Extrait fourni

::::::

Incroyable mais vrai

2022

Avec : Alain Chabat (Alain), Léa Drucker (Marie), Benoît Magimel (Gérard) Anaïs Demoustier (Jeanne), Stéphane Pezerat (L'agent immobilier), Roxane Arnal (Marie à 19 ans), Grégoire Bonnet (Le docteur Urgent). 1h14.

Alain et Marie ont rendez-vous avec un agent immobilier pour acheter leur première maison. La visite du pavillon se passe bien et ils se voient ayant emménagé et fêtant d’un verre de mousseux tiède leur installation. L'agent immobilier leur indique toutefois que le clou de la maison se trouve plus bas dans la maison. Dans la cave se trouve une trappe qui ouvre sur un conduit qu’il les invite à descendre à sa suite. En bas du conduit, ils se retrouvent au niveau du jardin ce qui les stupéfie Alain et Marie. L'agent leur explique alors qu'il s'agit d'une boucle temporelle qui les déplace dans le temps 12 heures après leur descente. Et ce n'est pas tout, dit-il encore plus mystérieusement.

::::::

Données disponibles
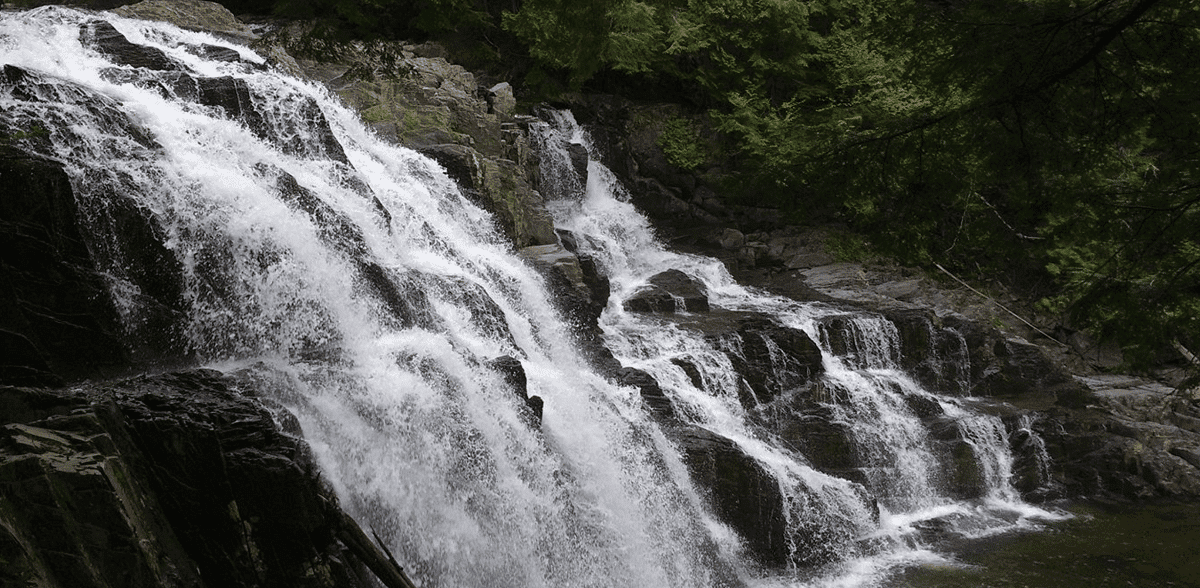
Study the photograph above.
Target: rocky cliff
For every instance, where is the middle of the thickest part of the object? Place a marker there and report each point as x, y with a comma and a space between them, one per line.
187, 478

::::::

Consignes écrites
[1] Recopiez, s'il vous plaît, le passage de l'extrait fourni allant de « Incroyable mais vrai » jusqu'à « docteur Urgent). 1h14. » inclus, en substituant « Le médecin » à « Le docteur Urgent ».
[2] D'après l'extrait fourni, de combien d'heures la boucle temporelle déplace-t-elle Alain et Marie dans le temps ?

Réponses attendues
[1]
Incroyable mais vrai

2022

Avec : Alain Chabat (Alain), Léa Drucker (Marie), Benoît Magimel (Gérard) Anaïs Demoustier (Jeanne), Stéphane Pezerat (L'agent immobilier), Roxane Arnal (Marie à 19 ans), Grégoire Bonnet (Le médecin). 1h14.

[2] De 12 heures après leur descente.